● **DIRECTIVE**:
Copy out the lines from the first one through the line containing "[238, 513, 284, 540]", including both ends, and leave the pictures out of your copy.

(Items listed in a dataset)
::::::::::

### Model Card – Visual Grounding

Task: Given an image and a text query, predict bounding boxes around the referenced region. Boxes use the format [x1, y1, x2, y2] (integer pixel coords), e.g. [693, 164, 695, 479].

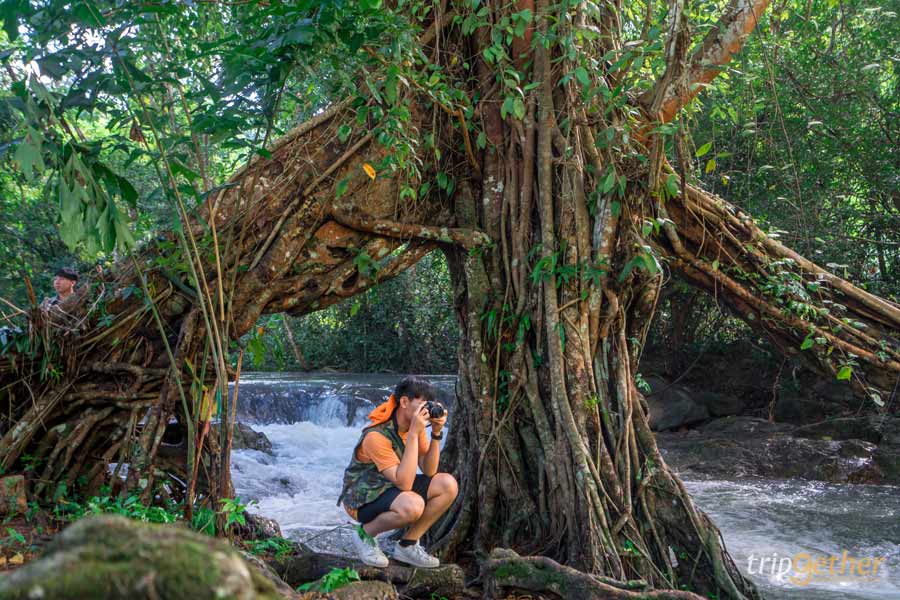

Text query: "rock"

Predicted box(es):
[0, 515, 282, 600]
[327, 581, 398, 600]
[231, 423, 272, 454]
[268, 548, 465, 598]
[0, 475, 28, 515]
[238, 513, 284, 540]
[646, 376, 709, 431]
[657, 417, 888, 483]
[794, 417, 882, 444]
[872, 417, 900, 483]
[694, 392, 747, 417]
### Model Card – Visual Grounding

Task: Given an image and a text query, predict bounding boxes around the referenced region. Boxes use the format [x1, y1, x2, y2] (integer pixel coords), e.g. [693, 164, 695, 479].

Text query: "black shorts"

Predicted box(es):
[356, 473, 431, 525]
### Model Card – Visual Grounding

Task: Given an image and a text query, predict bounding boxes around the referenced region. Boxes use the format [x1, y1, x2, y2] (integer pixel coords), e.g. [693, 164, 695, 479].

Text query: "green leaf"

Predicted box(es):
[334, 177, 350, 199]
[800, 334, 815, 350]
[666, 173, 679, 198]
[513, 97, 525, 121]
[575, 67, 591, 87]
[600, 168, 616, 194]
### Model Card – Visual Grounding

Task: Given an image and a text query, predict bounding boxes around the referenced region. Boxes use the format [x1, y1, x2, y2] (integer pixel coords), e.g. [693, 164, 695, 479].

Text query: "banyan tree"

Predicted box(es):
[0, 0, 900, 598]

::::::::::

● **WRITTEN ANSWER**:
### Model Card – Visual Grounding

Task: Given an image and a text query, predict bounding boxes around the referenced region. Boxes use the format [x1, y1, x2, y2] (integer pixel coords), e.g. [693, 164, 695, 479].


Text query: "rock"

Predicted box(es):
[0, 515, 282, 600]
[327, 581, 398, 600]
[231, 423, 272, 454]
[268, 548, 465, 598]
[0, 475, 28, 515]
[238, 513, 284, 540]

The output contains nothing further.